[Natural language region descriptions]
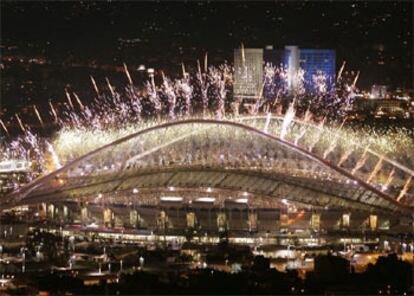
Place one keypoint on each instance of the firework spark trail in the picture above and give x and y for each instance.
(389, 180)
(405, 188)
(54, 156)
(289, 116)
(117, 110)
(153, 96)
(355, 80)
(203, 87)
(38, 115)
(20, 123)
(170, 94)
(127, 74)
(69, 99)
(376, 169)
(304, 126)
(340, 71)
(4, 127)
(186, 91)
(361, 161)
(318, 136)
(345, 156)
(268, 118)
(52, 108)
(79, 101)
(95, 87)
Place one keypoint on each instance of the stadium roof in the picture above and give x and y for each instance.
(197, 158)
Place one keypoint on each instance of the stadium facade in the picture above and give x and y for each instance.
(218, 176)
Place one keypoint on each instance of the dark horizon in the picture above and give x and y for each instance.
(373, 37)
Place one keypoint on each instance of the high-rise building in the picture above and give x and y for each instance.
(248, 63)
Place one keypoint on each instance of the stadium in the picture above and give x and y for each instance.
(253, 178)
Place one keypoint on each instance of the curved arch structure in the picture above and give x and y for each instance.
(195, 158)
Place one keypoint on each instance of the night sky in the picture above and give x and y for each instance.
(374, 37)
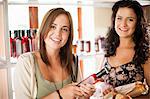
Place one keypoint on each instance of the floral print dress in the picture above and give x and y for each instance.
(124, 74)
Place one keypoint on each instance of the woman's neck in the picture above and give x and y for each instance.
(126, 43)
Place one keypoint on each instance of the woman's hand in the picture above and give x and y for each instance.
(71, 91)
(87, 89)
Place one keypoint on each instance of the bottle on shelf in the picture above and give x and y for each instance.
(12, 44)
(25, 42)
(29, 39)
(87, 46)
(18, 43)
(34, 39)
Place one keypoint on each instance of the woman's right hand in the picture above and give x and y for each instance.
(71, 91)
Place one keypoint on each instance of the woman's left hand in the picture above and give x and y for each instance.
(87, 89)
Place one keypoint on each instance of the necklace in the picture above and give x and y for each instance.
(61, 81)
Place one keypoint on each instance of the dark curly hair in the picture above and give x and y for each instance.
(140, 37)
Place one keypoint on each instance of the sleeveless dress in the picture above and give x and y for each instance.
(124, 74)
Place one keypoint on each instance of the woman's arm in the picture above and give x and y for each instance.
(146, 67)
(22, 77)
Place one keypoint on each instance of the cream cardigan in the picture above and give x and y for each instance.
(24, 77)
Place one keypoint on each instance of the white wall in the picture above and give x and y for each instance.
(2, 44)
(102, 20)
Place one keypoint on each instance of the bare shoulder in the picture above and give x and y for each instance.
(146, 68)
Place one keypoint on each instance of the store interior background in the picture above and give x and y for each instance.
(91, 19)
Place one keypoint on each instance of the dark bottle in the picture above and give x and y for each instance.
(92, 79)
(25, 42)
(29, 39)
(18, 43)
(12, 44)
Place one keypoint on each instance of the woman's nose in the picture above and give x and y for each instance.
(124, 23)
(58, 32)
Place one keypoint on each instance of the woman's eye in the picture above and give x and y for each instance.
(65, 30)
(53, 27)
(118, 18)
(130, 19)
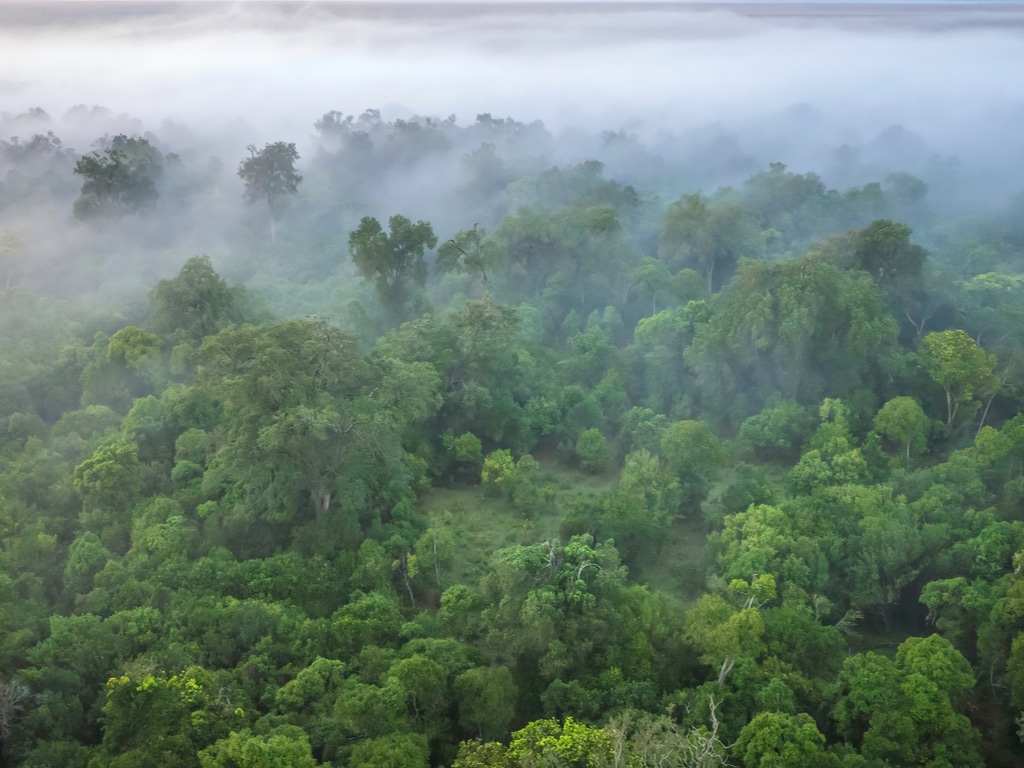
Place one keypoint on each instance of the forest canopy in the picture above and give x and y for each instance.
(564, 464)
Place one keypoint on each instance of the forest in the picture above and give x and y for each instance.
(426, 443)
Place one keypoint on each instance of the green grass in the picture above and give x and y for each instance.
(481, 524)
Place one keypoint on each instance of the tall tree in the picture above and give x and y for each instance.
(710, 239)
(120, 179)
(962, 368)
(393, 259)
(269, 174)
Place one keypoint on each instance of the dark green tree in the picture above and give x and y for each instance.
(269, 174)
(120, 179)
(393, 259)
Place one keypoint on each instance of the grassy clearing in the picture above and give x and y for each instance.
(482, 524)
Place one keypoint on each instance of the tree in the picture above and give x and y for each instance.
(195, 304)
(709, 238)
(693, 455)
(394, 259)
(962, 368)
(285, 747)
(903, 421)
(486, 700)
(470, 251)
(269, 174)
(884, 250)
(119, 180)
(592, 450)
(11, 248)
(774, 739)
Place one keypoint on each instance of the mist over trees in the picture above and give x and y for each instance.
(411, 440)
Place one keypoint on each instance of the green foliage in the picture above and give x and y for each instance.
(393, 259)
(269, 174)
(592, 451)
(285, 747)
(781, 740)
(693, 454)
(709, 237)
(802, 330)
(120, 179)
(195, 304)
(905, 712)
(486, 698)
(777, 432)
(956, 364)
(903, 422)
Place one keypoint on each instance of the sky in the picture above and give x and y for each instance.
(270, 71)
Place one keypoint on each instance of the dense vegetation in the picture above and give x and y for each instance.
(460, 458)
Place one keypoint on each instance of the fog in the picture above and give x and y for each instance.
(634, 66)
(701, 94)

Task statement:
All of the records above should be reproduced exactly, with the pictures left out.

Completed exercise:
Place one keypoint on each instance of the firework spark trail in the picture above and give x and y for each instance.
(389, 180)
(405, 188)
(54, 156)
(289, 116)
(117, 110)
(153, 96)
(355, 80)
(203, 87)
(38, 115)
(20, 123)
(170, 94)
(127, 74)
(69, 99)
(376, 169)
(304, 126)
(340, 71)
(4, 127)
(186, 91)
(361, 161)
(318, 136)
(345, 156)
(268, 118)
(52, 108)
(79, 101)
(95, 87)
Place one keypoint on each instance of the stadium roof in the picture above and give x and y for each instance.
(197, 158)
Place one keypoint on each instance of the stadium facade in the picture above and give x and y for each instance.
(218, 176)
Place one keypoint on each instance of the dark horizon in the picture above and give x and y for each instance.
(373, 37)
Place one keypoint on each instance of the high-rise building in the picture above and give x and y for each instance.
(248, 63)
Place one keypoint on each instance of the stadium in the picture above and give x and y for each instance.
(253, 178)
Place one keypoint on each instance of the curved arch structure in the picture above and give x and y for each instance.
(195, 158)
Place one keypoint on each instance of the night sky in the picture above and give x and y for each instance.
(374, 37)
Place one keypoint on each instance of the floral print dress in the picture above and give x and y for each instance.
(124, 74)
Place one keypoint on each instance of the woman's neck in the picture above and give x and y for each instance.
(126, 43)
Place one keypoint on each instance of the woman's hand in the picture above and give x and y for each instance.
(71, 91)
(87, 89)
Place one keypoint on each instance of the bottle on shelf in the picture above and give x and y for each instance.
(12, 44)
(25, 42)
(29, 39)
(87, 46)
(18, 43)
(34, 39)
Place one keypoint on each instance of the woman's right hand in the picture above and give x and y for each instance.
(71, 91)
Place one keypoint on each instance of the woman's left hand in the picture above and give x and y for each instance.
(87, 89)
Place one keypoint on each instance of the necklace in the picture above and give x and y for each instance.
(61, 81)
Place one keypoint on each instance of the dark curly hair in the picture above and give x and y for each instance.
(140, 37)
Place one keypoint on each instance of the sleeveless dress in the picture above and give x and y for each instance.
(124, 74)
Place one keypoint on each instance of the woman's arm in the picture above and give x and y for each instance.
(146, 67)
(22, 77)
Place one keypoint on each instance of the cream cardigan in the picture above and give x and y for each instance.
(24, 77)
Place one keypoint on each instance of the white wall in the picture above and give x and y for each instance.
(2, 44)
(102, 20)
Place one keypoint on each instance of the bare shoulder in the picture above and give x and y for each instance.
(146, 68)
Place one keypoint on each instance of the store interior background in the picture above and give x and y for each instance.
(91, 19)
Place one keypoint on each instance of the dark bottle in the picture above and give x and y for each instance.
(92, 79)
(25, 42)
(29, 39)
(18, 43)
(12, 44)
Place one keypoint on each instance of the woman's nose in the picture above and give x and y for each instance.
(124, 23)
(58, 32)
Place one keypoint on each instance of the woman's eye in the picture above and give x and y for each instance.
(65, 30)
(53, 27)
(118, 18)
(130, 19)
Place one keypoint on each instance of the forest canopy in the picture above and give x and y for each instance.
(564, 464)
Place one keypoint on each instance of the forest in the picture above and give x and y for each instance.
(426, 443)
Place one keypoint on each instance of the green grass in the picture above and give x and y for each instance.
(481, 524)
Place one keypoint on each instance of the tall tree in the picture above and give x and y for each instance.
(710, 239)
(120, 179)
(962, 368)
(393, 259)
(269, 174)
Place one keypoint on each instance of the dark green tree in the picture above and give x and y for each instance.
(269, 174)
(120, 179)
(393, 259)
Place one keypoint on each instance of the grassy clearing in the picture above and give x and y for each instance.
(482, 524)
Place one keypoint on each instance of the tree in the picture above and give x and y for each instance.
(195, 304)
(709, 238)
(693, 455)
(394, 259)
(962, 368)
(285, 747)
(903, 421)
(486, 700)
(470, 251)
(269, 174)
(884, 250)
(119, 180)
(592, 450)
(11, 248)
(774, 739)
Place one keypoint on each instance of the mist over trees in the picture above and give x and y for each instance.
(411, 440)
Place one keypoint on each instance of the green foliage in the picture above and give x and y for each instance.
(393, 259)
(269, 174)
(592, 451)
(285, 747)
(781, 740)
(693, 454)
(709, 237)
(802, 330)
(120, 179)
(195, 304)
(905, 712)
(486, 698)
(777, 432)
(956, 364)
(903, 422)
Place one keypoint on each instance of the sky in the picture above and give x and y for each instance.
(270, 71)
Place one keypoint on each instance of the dense vegetation in the picture above and give x and y for each instance.
(460, 458)
Place one keypoint on each instance of the fog in the picture above and give x and y for each instance.
(634, 66)
(701, 94)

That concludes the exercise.